Selected passage
____________

Staffordshire/Warwickshire 1 was a tier 9 English Rugby Union league with teams from Staffordshire and Warwickshire taking part.  Promoted teams moved up to Midlands West 2 and relegated teams dropped to either Staffordshire 1 or Warwickshire 1.  The division was cancelled at the end of the 1999–00 campaign due to nationwide league restructuring by the RFU, with the majority of teams transferred into the newly introduced Midlands 4 West (North) or Midlands 4 West (South).

Original teams
When league rugby began in 1987 this division (known as Staffordshire/Warwickshire) contained the following teams:

Bedworth
Handsworth
Kenilworth
Leek
Newcastle (Staffs)
Nuneaton Old Edwardians
Old Leamingtonians
Old Longtonians
Stoke Old Boys
Stratford-upon-Avon
Willenhall

Staffordshire/Warwickshire 1 honours

Staffordshire/Warwickshire (1987–1992)

The original Staffordshire/Warwickshire was a tier 7 league with promotion up to Midlands 2 West and relegation down to either Staffordshire 1 or Warwickshire 1.

Staffordshire/Warwickshire 1 (1992–1993)

Merging of the Staffordshire and Warwickshire leagues would lead to the division being renamed as Staffordshire/Warwickshire 1 and would drop to being a tier 9 league.  Promotion was now to the newly introduced Midlands West 2 and relegation to Staffordshire/Warwickshire 2.

Staffordshire/Warwickshire 1 (1993–1996)

____________

Request a
Answer these questions from the rugby league text, giving each answer on its own line:
(i) At the end of which campaign was the division cancelled?
(ii) What tier was the original Staffordshire/Warwickshire league (1987–1992)?
(iii) After the 1992 renaming, to which league did promotion lead?

____________

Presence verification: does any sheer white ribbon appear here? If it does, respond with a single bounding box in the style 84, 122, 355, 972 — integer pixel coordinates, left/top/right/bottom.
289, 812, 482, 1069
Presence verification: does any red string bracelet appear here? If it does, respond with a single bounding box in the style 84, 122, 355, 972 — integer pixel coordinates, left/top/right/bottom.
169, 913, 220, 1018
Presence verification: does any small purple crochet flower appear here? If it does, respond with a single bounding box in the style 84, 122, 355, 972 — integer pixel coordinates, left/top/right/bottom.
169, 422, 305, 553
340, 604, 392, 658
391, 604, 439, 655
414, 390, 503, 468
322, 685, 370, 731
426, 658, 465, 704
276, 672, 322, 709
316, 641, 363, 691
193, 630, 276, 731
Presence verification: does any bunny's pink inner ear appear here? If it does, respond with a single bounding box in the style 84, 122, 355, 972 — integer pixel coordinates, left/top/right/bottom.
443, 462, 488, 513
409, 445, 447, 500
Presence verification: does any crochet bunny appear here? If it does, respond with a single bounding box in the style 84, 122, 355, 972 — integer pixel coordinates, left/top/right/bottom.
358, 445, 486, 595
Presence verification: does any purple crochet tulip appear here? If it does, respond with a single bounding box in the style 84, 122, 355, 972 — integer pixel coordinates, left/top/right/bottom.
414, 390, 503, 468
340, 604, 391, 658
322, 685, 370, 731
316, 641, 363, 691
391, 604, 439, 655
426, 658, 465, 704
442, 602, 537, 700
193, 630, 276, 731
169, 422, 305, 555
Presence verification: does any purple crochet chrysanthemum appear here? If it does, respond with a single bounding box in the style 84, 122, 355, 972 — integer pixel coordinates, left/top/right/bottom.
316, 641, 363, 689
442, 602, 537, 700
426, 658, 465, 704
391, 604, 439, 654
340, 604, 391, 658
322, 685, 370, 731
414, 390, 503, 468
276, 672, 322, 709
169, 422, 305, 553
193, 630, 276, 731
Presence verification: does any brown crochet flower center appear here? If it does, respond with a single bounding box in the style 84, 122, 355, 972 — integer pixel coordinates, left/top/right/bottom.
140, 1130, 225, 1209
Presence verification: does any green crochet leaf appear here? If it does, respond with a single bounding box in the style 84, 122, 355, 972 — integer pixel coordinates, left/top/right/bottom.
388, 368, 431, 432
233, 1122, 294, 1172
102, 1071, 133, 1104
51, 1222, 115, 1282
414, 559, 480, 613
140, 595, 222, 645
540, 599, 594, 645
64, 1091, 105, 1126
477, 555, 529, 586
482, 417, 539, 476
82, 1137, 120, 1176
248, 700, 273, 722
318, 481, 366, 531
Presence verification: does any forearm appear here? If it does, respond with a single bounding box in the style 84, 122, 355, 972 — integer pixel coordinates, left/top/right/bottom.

____________

Request b
Count the lines of the records that contain the string "bunny". Give only the number.

Exercise response a
(i) The 1999–00 campaign
(ii) Tier 7
(iii) Midlands West 2

Exercise response b
2